* **Problem to work on**
Copy every line of the data exactly, keeping out any picture.

* **Data excerpts**
"""
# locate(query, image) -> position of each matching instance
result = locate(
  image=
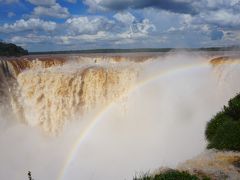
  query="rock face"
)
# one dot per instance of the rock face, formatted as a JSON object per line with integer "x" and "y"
{"x": 214, "y": 164}
{"x": 47, "y": 93}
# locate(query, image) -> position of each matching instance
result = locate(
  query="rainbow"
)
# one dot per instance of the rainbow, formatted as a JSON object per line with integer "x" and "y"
{"x": 74, "y": 151}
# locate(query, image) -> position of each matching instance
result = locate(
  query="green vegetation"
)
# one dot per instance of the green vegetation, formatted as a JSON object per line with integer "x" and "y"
{"x": 139, "y": 50}
{"x": 9, "y": 49}
{"x": 223, "y": 131}
{"x": 171, "y": 175}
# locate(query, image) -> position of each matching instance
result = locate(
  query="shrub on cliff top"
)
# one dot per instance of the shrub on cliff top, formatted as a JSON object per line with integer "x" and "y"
{"x": 169, "y": 175}
{"x": 223, "y": 131}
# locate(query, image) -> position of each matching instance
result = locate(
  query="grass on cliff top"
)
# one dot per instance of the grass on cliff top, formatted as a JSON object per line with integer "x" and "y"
{"x": 171, "y": 175}
{"x": 223, "y": 130}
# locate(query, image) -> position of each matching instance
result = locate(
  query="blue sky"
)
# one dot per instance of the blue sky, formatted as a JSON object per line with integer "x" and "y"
{"x": 48, "y": 25}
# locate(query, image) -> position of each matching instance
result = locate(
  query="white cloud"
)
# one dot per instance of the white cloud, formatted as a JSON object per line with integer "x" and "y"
{"x": 42, "y": 2}
{"x": 26, "y": 25}
{"x": 11, "y": 14}
{"x": 30, "y": 38}
{"x": 88, "y": 25}
{"x": 9, "y": 1}
{"x": 53, "y": 11}
{"x": 222, "y": 17}
{"x": 124, "y": 17}
{"x": 71, "y": 1}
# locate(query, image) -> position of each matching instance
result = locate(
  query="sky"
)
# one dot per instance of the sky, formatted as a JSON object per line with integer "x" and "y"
{"x": 50, "y": 25}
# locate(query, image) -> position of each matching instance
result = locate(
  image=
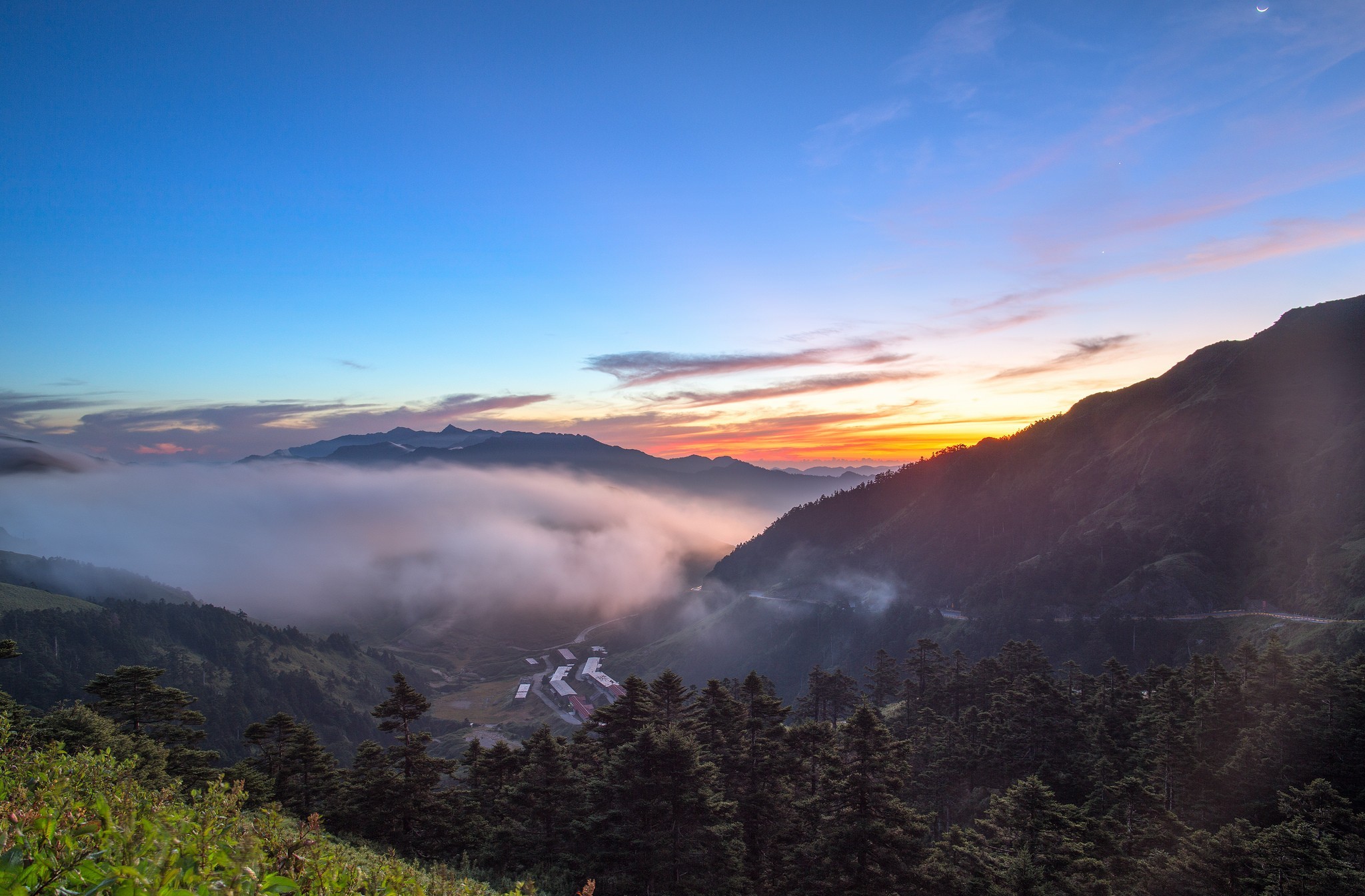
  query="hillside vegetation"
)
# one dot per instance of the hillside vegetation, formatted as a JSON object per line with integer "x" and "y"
"""
* **Response to this exercise**
# locate(query, image) -> position of each matching instance
result = locate(
  image=
  query="rock face"
)
# one dot per instance of the rock face, formatted as a JSON object per line with integer "x" and "y"
{"x": 214, "y": 164}
{"x": 47, "y": 93}
# locate(query, image) -> position of each matching instance
result = locate(
  query="rainbow"
)
# one dot per instance of the rainbow, formatted as a JSON object per line with integer "x" and "y"
{"x": 74, "y": 151}
# locate(query, image) -> position of each matching instance
result = locate(
  query="green vegetation"
)
# one dot per instance of the green vegetation, formatted as a JSON object per line with integer "x" and "y"
{"x": 139, "y": 50}
{"x": 9, "y": 49}
{"x": 223, "y": 131}
{"x": 171, "y": 175}
# locate(query, image) -> position of each matching instance
result = locate(
  query="shrub on cliff top"
)
# one dot per instance of the shrub on cliff top, formatted as a JSON object per line with integer "x" and "y"
{"x": 169, "y": 175}
{"x": 223, "y": 131}
# locate(query, image) -> position of each matching instance
result = locate(
  query="grass on cliff top"
)
# one dot per instance of the grass on cliff top, formatted as a JSON object per line with integer "x" and "y"
{"x": 171, "y": 175}
{"x": 223, "y": 130}
# locate(query, image) -> position of each matching instance
result = locate(
  query="blue sky"
)
# one dot per instance of the blue sky, formatted as a JSON object per line with integer "x" and "y"
{"x": 48, "y": 25}
# locate(query, image) -> position of each matching instance
result = locate(
  query="white cloud"
)
# one dot per instance of the white cloud, formatted as a JSON object per line with integer "x" and "y"
{"x": 42, "y": 2}
{"x": 26, "y": 25}
{"x": 11, "y": 14}
{"x": 30, "y": 38}
{"x": 88, "y": 25}
{"x": 9, "y": 1}
{"x": 53, "y": 11}
{"x": 222, "y": 17}
{"x": 124, "y": 17}
{"x": 71, "y": 1}
# locate(query, image) -> position of each matching instance
result = locate(
  query="sky"
)
# one dot per instance of the sky, formatted as a JSON object per line with integer "x" and "y"
{"x": 50, "y": 25}
# locate(query, image) -> position of each matching instance
result = locate(
  image=
  query="hillside vegetation"
)
# one dot per instance of the hillside vegetation, formatted as a JSON object per line with integer "x" and "y"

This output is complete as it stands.